======== DOCUMENT EXCERPT ========

A bipartisan COVID-19 aid Senate bill would help close the digital homework gap by allocating billions of dollars in new E-rate schools and libraries broadband subsidies that could be used to pay for home broadband devices and service for students.
The compromise legislation incorporates the Emergency Educational Connections Act of 2020, which would allocate $3 billion for distance learning, including for "certain elementary schools, secondary schools, or libraries to purchase telecommunications equipment or services (e.g., Wi-Fi hotspots, modems, and routers) for use by students, staff, or patrons at locations that include locations other than the schools or libraries."
The FCC presides over an E-rate educational broadband subsidy fund for school and library connectivity, but FCC chairman Ajit Pai has said that must be used for connections in physical schools and libraries, per statute, and not for home access and devices for students having to get their schooling at home. Democrats argue that the FCC can and should extend the definition of school to remote learning.
Senators Ed Markey (D-Mass.), Chris Van Hollen (D-Md.), Michael Bennet (D-Colo.), and Rep. Grace Meng (D-N.Y.) applauded the inclusion of their E-rate bill in the larger package.
“We are pleased to see our legislation that funds K-12 distance learning included in this bipartisan coronavirus relief package,” they said in a joint statement. “We cannot afford to wait another day to connect online our nation’s most vulnerable children to their educators and classmates and to ensure the ‘homework gap’ does not grow into a damaging learning gap as the pandemic continues. This $3 billion in E-rate funding is a strong down payment on ensuring all kids can continue to learn and develop throughout this health crisis.”

======== GIVEN ENTRIES ========

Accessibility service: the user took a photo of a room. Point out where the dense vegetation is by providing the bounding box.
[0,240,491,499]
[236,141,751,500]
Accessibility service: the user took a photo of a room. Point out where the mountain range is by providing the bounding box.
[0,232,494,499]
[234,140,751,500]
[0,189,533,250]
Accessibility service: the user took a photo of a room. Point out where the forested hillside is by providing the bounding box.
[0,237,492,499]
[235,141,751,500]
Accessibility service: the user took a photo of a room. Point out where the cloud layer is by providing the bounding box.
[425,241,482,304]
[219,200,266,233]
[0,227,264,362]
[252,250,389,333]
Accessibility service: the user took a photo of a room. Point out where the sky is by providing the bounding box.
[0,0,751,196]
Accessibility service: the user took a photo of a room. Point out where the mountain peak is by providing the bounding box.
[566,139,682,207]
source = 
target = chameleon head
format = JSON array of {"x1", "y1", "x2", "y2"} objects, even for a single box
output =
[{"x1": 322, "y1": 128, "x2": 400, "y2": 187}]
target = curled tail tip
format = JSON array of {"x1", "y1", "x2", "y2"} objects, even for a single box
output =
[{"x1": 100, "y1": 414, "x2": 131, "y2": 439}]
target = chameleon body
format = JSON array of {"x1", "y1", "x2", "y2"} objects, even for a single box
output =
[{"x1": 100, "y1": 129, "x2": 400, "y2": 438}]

========

_EXERCISES TO COMPLETE:_
(1) List every member of Congress the E-rate funding article names as applauding the inclusion of the E-rate bill in the larger package.
(2) Answer these from the E-rate funding article:
(a) How much would the Emergency Educational Connections Act of 2020 allocate for distance learning?
(b) Who is identified as the FCC chairman?
(c) What do Democrats argue the FCC can and should extend to remote learning?

_EXERCISE RESPONSES:_
(1)
Ed Markey (D-Mass.)
Chris Van Hollen (D-Md.)
Michael Bennet (D-Colo.)
Grace Meng (D-N.Y.)

(2)
(a) $3 billion
(b) Ajit Pai
(c) The definition of school